▸ PROBLEM STATEMENT
Extract all of the entries and set them down verbatim.

▸ DATASET RECORDS
»»

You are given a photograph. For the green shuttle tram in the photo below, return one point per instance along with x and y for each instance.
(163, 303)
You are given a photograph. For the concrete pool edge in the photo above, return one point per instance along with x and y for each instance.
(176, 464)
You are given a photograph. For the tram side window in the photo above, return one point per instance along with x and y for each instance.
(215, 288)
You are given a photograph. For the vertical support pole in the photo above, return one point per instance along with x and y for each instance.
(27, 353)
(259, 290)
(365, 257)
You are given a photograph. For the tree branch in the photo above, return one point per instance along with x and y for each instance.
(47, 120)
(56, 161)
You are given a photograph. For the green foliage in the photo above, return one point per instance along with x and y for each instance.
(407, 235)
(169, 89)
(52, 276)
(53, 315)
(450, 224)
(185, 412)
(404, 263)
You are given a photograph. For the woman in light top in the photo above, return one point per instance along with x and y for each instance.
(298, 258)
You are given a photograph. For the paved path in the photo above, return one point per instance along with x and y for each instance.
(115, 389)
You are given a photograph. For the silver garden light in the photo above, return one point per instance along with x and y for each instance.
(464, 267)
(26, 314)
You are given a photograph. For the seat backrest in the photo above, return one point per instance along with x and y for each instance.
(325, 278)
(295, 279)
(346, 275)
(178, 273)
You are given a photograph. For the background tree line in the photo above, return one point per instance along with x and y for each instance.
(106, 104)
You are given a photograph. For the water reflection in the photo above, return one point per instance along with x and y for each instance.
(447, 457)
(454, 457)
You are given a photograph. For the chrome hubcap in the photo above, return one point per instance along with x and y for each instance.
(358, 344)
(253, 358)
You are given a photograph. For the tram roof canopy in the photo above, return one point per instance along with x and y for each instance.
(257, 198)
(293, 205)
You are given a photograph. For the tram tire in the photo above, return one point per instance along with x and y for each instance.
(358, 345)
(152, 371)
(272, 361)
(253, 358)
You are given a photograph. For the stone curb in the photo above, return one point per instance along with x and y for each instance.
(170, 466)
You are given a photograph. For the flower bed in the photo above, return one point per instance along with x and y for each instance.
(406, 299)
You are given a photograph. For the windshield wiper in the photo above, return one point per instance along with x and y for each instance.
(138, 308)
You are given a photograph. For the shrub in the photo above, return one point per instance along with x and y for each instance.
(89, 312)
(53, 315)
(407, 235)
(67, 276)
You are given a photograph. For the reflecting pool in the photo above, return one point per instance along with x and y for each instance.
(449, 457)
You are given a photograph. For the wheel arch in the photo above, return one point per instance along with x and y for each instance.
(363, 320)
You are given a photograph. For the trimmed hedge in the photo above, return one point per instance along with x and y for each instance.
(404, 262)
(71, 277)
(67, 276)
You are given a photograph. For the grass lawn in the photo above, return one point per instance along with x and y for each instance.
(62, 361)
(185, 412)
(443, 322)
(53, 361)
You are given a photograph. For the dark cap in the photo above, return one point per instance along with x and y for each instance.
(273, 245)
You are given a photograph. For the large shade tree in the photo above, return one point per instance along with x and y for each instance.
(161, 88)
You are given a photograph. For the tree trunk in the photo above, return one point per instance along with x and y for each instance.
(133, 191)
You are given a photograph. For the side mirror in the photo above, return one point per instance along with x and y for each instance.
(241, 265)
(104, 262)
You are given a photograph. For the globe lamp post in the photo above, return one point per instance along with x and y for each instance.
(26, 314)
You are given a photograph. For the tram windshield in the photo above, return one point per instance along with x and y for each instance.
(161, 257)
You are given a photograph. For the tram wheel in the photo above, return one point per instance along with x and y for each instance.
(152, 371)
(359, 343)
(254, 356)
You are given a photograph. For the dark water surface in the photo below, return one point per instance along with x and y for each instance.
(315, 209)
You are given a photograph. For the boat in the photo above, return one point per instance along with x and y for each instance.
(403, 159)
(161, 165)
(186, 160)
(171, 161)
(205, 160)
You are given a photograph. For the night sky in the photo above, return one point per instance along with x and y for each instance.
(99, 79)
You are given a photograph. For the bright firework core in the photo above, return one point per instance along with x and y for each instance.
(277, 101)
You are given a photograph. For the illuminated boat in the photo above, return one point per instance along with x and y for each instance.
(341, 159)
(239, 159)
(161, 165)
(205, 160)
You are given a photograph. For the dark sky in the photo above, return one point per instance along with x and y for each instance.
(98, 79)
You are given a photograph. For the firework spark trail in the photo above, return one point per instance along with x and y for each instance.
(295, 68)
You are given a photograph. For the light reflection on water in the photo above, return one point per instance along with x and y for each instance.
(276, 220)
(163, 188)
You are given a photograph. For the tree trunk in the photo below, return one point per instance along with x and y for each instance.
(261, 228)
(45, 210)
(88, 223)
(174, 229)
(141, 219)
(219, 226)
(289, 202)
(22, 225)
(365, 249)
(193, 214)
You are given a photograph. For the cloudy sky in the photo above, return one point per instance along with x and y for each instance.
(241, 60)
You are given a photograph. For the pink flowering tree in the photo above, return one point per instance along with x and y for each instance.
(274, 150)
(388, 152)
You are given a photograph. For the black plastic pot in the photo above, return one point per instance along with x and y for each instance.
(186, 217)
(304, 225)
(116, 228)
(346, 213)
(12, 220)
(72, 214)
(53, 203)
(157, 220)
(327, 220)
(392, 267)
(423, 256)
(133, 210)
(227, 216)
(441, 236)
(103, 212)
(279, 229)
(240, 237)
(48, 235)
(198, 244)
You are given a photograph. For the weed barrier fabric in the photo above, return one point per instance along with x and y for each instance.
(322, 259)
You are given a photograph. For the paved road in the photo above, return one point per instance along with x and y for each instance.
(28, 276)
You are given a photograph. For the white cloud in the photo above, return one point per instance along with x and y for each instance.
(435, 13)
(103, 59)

««

▸ OUTPUT OF THE EXERCISE
You are given a photograph. For the green shuttle tram in the photo below, return one point per instance along with x and y for each instance.
(163, 303)
You are given a photograph. For the concrete pool edge in the photo above, return one point per instance along with x and y for each instance.
(176, 464)
You are given a photograph. For the tram side window in the photo above, return one point per instance along with x and y for each instance.
(215, 288)
You are given a photograph. For the vertical support pole in the photo above, return one point per instance along with x and y for each instance.
(27, 353)
(259, 290)
(365, 257)
You are given a photograph. For the tree branch in the photo above, return one point per instance along with x and y for each instance.
(47, 120)
(56, 161)
You are given a photograph. For the green foliage in the photo above, return one point per instance along with x and y for each instance.
(407, 235)
(169, 89)
(52, 276)
(53, 315)
(450, 224)
(185, 412)
(404, 263)
You are given a photograph. For the woman in light top in the photo above, return one point per instance along with x and y for each instance.
(298, 258)
You are given a photograph. For the paved path in the photo above, return one point per instance along with x and y for each instance.
(115, 389)
You are given a photograph. For the silver garden light in the photo above, return one point per instance along with x and y for each instance.
(464, 267)
(26, 314)
You are given a photograph. For the seat backrest in the photo above, return one point per instance along with x and y for each instance.
(325, 278)
(295, 279)
(346, 275)
(178, 273)
You are given a photograph. For the background tree line in the photo above, return one point per instance along with x and y for each instance.
(106, 104)
You are given a photograph. For the water reflection in the photo above, return one point per instance along with x and y for each instance.
(447, 457)
(454, 457)
You are given a photograph. For the chrome hubcap in the photo above, return one point per instance along with x and y for each instance.
(358, 344)
(253, 358)
You are given a photograph. For the tram roof canopy in the photo above, return one point per instance along with x and y for each instance.
(257, 198)
(293, 205)
You are given a photograph. For the tram tire in the photo above, return one point per instance along with x and y for each instance.
(358, 345)
(152, 371)
(272, 361)
(253, 358)
You are given a photograph. For the stone curb in the photo above, return one point per instance along with x and y for each instance.
(170, 466)
You are given a photograph. For the flower bed in the photo above, return one point per instance along with x and y for each instance.
(406, 299)
You are given a photograph. For the windshield wiper in the photo above, return one point per instance along with x and y for each instance.
(138, 308)
You are given a photograph. For the shrub in the photo above, return one point per instance along with x and y for each instance.
(89, 312)
(53, 315)
(407, 235)
(67, 276)
You are given a photograph. For the reflecting pool in the photo above, return one point per instance along with x and y for each instance.
(449, 457)
You are given a photograph. For the wheel arch in the photo above, return one point per instance along with x and y for each instance.
(363, 320)
You are given a photograph. For the trimmed hedge in the photo above, return one point per instance along with x and y for each instance.
(404, 262)
(71, 277)
(67, 276)
You are given a photograph. For the grass lawn in the photo above, return one point per instance along with x and y for each instance.
(62, 361)
(185, 412)
(443, 322)
(53, 361)
You are given a photograph. For the dark cap in the photo above, return one point per instance along with x and y for each instance.
(273, 245)
You are given a photograph. For the large shade tree in the photo above, return one point per instance along with x and y for each instance.
(161, 88)
You are given a photograph. For the tree trunk in the photo above, return one point per instance along with x and y for each instance.
(133, 191)
You are given a photograph. For the side mirror in the photo above, return one point per instance along with x and y for each instance.
(241, 265)
(104, 262)
You are given a photograph. For the globe lamp post in the photo above, return one point per instance along with x and y for each instance.
(26, 314)
You are given a photograph. For the tram windshield in the photo above, return one point per instance along with x and y for each instance.
(161, 257)
You are given a photograph. For the tram wheel in the photo above, return one point per instance along with x and y for each instance.
(152, 371)
(359, 343)
(254, 356)
You are given a photograph. For the dark water surface in the photo below, return one point per instance along with x and y for each instance.
(315, 209)
You are given a photograph. For the boat in the photo above, return one point per instance along with x and y for each instance.
(403, 159)
(161, 165)
(186, 160)
(171, 161)
(205, 160)
You are given a photograph. For the night sky in the photo above, return one point per instance along with x and y for each instance.
(99, 79)
You are given a photograph. For the bright firework core in the photo above, return one point per instance along with x and y for each instance.
(277, 101)
You are given a photograph. For the illuminated boat in the photo above, return one point per instance along with x and y for each instance.
(341, 159)
(239, 159)
(161, 165)
(205, 160)
You are given a photograph. For the dark sky in the photo above, return one point per instance along with x and y for each instance.
(98, 79)
You are given a photograph. For the firework spark trail in the photo above, return one point per instance along with x and y for each instance.
(295, 68)
You are given a photograph. For the light reflection on water in the photo above, return one point per instance along with x and y for each instance.
(276, 220)
(163, 188)
You are given a photograph. For the tree trunk in the photo below, return one point per instance along with x and y for each instance.
(261, 228)
(45, 210)
(88, 223)
(174, 229)
(141, 219)
(219, 226)
(289, 202)
(22, 225)
(365, 249)
(193, 214)
You are given a photograph. For the cloudy sky in the photo above, return one point per instance along with x and y for each instance.
(241, 60)
You are given a photograph. For the pink flowering tree in the photo above, return one point per instance along with x and y for each instance.
(274, 150)
(388, 152)
You are given a photograph. For the black plastic pot in the photo above, return one point per instance along with x and y for each instance.
(186, 217)
(304, 225)
(116, 228)
(346, 213)
(12, 220)
(72, 214)
(53, 203)
(157, 220)
(327, 220)
(392, 267)
(423, 256)
(133, 210)
(227, 216)
(441, 236)
(103, 212)
(279, 229)
(240, 237)
(48, 235)
(198, 244)
You are given a photograph. For the weed barrier fabric in the photo above, return one point per instance along with x and y for each instance.
(322, 259)
You are given a photograph. For the paved road in the photo above, return one point per instance along with x and y for each instance.
(28, 276)
You are given a photograph. For the white cloud in the photo above, return one point per instance along with x and y for each instance.
(435, 13)
(103, 59)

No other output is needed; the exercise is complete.